__Tasks for this exercise__
1. Using the Cynthia Gellibert profile below, decide whether each statement agrees with it, answering yes or no and quoting the words that settle it: (a) She took office as Secretary General of Public Administration on 19 August 2024. (b) She studied economics at the Santa Elena Peninsula State University. (c) María José Pinto followed her as acting Vice President of Ecuador.
2. According to the Cynthia Gellibert profile below, which party does she belong to?
3. In the Cynthia Gellibert profile below, why is Verónica Abad Rojas listed under "Preceded by" for the acting vice presidency?

** Supplied passage follows **

Secretary General of Public Administration
- Incumbent
- Assumed office 19 August 2024
- President: Daniel Noboa
- Preceded by: Arturo Félix Wong

Acting Vice President of Ecuador
- In office 30 March 2025 – 24 May 2025
- President: Daniel Noboa
- Preceded by: Verónica Abad Rojas
- Succeeded by: María José Pinto

Personal details
- Party: National Democratic Action
- Occupation: Politician

= Cynthia Gellibert =

Ecuadorian vice president and politician

Cynthia Gellibert, is an Ecuadorian politician who has been the Secretary General of Public Administration since 2024. She was the acting Vice President of Ecuador from 30 March 2025 until 24 May 2025, replacing the elected-Vice President Veronica Abad.

== Education ==
After studying economics at the Vicente Rocafuerte Lay University, she earned a degree in economics. She completed a master's degree in Public Administration at the Santa Elena Peninsula State University.

** End of Supplied passage **
** Entries shown follows **

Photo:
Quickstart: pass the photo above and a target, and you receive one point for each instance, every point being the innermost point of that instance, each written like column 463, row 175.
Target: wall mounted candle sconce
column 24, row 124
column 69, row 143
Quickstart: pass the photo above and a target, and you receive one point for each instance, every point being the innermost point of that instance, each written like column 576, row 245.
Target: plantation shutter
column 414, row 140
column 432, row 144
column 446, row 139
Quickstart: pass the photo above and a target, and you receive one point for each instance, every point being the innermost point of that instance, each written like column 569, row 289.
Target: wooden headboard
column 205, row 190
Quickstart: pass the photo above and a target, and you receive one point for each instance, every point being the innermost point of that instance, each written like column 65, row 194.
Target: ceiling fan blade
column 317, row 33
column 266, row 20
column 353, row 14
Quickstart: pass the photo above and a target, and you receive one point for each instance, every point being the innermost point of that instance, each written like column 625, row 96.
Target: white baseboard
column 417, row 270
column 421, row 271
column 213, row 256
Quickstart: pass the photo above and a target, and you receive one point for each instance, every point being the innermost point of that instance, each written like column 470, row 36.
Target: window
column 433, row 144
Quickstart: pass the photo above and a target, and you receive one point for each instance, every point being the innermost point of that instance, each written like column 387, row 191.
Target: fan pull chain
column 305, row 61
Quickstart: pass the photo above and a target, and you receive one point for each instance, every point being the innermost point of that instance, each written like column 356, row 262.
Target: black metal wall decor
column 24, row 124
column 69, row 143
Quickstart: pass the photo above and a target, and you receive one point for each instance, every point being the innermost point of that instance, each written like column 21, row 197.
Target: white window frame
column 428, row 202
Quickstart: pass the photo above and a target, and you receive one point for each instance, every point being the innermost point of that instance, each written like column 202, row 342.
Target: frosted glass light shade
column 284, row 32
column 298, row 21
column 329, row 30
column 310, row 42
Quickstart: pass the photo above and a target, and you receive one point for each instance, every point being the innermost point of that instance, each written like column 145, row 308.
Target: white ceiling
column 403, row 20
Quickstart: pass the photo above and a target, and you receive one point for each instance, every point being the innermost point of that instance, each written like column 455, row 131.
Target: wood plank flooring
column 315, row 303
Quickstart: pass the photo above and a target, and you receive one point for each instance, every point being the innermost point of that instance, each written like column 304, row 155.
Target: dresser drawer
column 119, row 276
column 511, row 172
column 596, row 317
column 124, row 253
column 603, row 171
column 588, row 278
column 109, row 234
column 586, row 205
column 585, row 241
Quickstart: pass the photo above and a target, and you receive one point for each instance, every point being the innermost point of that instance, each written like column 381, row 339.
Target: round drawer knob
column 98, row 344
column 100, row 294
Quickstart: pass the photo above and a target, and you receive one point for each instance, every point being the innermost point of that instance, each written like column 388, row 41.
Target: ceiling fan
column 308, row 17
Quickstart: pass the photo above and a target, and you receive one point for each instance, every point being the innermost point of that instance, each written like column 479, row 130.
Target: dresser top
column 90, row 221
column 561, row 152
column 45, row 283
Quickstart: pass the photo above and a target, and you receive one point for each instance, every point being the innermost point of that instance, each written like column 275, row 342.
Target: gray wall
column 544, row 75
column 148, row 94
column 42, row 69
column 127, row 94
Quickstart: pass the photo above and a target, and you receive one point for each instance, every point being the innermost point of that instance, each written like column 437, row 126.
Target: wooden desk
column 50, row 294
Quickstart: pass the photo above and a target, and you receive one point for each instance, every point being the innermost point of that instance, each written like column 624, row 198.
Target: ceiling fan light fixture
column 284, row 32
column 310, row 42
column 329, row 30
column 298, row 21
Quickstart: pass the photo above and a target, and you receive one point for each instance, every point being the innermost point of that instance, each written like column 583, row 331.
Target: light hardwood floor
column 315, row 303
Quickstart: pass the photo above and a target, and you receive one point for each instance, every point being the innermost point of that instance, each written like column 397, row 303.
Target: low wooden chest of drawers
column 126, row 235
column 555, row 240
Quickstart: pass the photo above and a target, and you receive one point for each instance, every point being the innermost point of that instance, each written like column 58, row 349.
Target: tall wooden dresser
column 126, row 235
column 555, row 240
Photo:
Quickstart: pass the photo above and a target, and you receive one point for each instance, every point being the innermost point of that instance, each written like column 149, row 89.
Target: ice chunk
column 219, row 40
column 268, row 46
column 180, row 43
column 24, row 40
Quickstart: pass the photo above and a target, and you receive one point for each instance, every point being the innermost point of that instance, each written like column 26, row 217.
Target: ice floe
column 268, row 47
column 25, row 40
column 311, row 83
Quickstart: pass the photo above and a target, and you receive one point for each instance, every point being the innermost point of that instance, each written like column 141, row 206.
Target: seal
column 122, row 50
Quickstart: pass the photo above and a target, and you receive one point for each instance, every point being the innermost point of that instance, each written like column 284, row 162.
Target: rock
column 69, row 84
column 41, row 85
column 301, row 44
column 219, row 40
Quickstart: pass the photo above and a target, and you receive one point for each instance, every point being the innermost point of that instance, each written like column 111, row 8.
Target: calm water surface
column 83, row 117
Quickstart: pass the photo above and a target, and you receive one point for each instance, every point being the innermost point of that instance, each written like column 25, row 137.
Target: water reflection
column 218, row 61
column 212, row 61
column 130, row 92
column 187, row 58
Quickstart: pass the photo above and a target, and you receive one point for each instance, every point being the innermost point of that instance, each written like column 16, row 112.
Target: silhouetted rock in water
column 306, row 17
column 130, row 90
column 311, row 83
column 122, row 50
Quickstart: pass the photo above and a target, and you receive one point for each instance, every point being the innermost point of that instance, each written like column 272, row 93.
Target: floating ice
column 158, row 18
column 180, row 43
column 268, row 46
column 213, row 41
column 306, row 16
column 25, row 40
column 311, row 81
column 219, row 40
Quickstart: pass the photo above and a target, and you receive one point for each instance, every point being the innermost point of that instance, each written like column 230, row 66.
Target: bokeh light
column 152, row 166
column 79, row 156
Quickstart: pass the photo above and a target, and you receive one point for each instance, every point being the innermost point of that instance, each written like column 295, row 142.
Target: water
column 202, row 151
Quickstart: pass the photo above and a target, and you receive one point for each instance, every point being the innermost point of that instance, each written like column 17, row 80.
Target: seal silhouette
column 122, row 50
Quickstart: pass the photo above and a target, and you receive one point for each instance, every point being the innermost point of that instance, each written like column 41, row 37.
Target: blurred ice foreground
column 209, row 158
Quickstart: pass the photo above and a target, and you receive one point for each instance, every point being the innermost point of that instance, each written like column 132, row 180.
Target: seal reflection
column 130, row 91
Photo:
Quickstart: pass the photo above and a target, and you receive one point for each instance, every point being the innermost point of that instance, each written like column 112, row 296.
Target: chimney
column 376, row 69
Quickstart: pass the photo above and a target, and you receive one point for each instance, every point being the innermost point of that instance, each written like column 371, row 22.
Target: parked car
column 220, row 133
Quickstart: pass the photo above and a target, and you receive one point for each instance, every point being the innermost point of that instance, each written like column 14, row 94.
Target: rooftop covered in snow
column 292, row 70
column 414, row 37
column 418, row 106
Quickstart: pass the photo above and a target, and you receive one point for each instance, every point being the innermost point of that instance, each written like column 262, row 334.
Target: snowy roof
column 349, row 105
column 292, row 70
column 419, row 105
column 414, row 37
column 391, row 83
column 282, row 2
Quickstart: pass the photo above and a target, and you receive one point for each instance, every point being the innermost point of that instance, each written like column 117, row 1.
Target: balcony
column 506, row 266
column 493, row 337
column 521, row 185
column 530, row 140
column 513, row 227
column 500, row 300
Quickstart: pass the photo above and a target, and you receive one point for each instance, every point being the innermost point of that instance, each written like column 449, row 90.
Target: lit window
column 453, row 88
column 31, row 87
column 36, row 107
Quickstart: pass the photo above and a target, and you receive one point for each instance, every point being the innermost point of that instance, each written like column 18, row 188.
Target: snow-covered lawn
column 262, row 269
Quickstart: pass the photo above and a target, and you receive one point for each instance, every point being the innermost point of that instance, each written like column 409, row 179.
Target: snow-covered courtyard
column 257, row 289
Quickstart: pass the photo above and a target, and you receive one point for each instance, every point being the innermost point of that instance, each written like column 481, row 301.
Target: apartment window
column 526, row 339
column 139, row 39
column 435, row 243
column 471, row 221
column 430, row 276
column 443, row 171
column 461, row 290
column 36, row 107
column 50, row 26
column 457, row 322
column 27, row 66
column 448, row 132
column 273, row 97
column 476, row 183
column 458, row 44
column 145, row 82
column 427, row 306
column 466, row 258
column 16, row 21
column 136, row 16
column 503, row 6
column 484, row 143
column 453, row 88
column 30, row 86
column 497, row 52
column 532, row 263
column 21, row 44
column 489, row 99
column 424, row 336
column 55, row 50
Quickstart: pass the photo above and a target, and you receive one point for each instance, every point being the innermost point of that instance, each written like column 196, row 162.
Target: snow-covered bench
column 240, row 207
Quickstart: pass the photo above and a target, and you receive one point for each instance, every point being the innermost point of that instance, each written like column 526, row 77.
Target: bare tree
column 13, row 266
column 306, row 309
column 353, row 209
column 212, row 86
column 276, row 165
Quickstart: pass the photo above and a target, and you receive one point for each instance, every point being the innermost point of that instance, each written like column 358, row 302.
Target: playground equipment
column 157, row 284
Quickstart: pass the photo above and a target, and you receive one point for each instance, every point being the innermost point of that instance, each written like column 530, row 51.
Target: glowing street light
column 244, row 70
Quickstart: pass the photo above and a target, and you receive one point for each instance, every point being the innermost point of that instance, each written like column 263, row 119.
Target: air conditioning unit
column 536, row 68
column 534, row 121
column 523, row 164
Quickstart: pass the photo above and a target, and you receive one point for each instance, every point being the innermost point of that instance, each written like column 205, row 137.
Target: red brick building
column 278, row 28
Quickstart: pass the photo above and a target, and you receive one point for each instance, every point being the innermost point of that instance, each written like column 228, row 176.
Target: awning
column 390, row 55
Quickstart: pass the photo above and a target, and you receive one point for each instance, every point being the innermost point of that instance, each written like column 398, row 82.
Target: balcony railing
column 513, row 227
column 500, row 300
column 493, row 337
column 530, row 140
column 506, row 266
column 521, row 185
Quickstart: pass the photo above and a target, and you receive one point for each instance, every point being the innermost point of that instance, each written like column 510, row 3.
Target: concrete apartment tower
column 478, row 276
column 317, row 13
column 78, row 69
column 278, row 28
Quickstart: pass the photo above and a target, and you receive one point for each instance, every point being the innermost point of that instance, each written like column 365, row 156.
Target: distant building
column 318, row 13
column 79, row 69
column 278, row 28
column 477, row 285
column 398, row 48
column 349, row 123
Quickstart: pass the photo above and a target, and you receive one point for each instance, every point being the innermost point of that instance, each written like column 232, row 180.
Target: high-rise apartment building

** End of Entries shown **

__Your responses__
1.
(a) Yes: "Assumed office 19 August 2024"
(b) No: "After studying economics at the Vicente Rocafuerte Lay University"
(c) Yes: "Succeeded by: María José Pinto"

2. National Democratic Action.

3. Gellibert became acting Vice President of Ecuador on 30 March 2025 by replacing the elected Vice President, Veronica Abad. That makes Abad the person who held the office before her.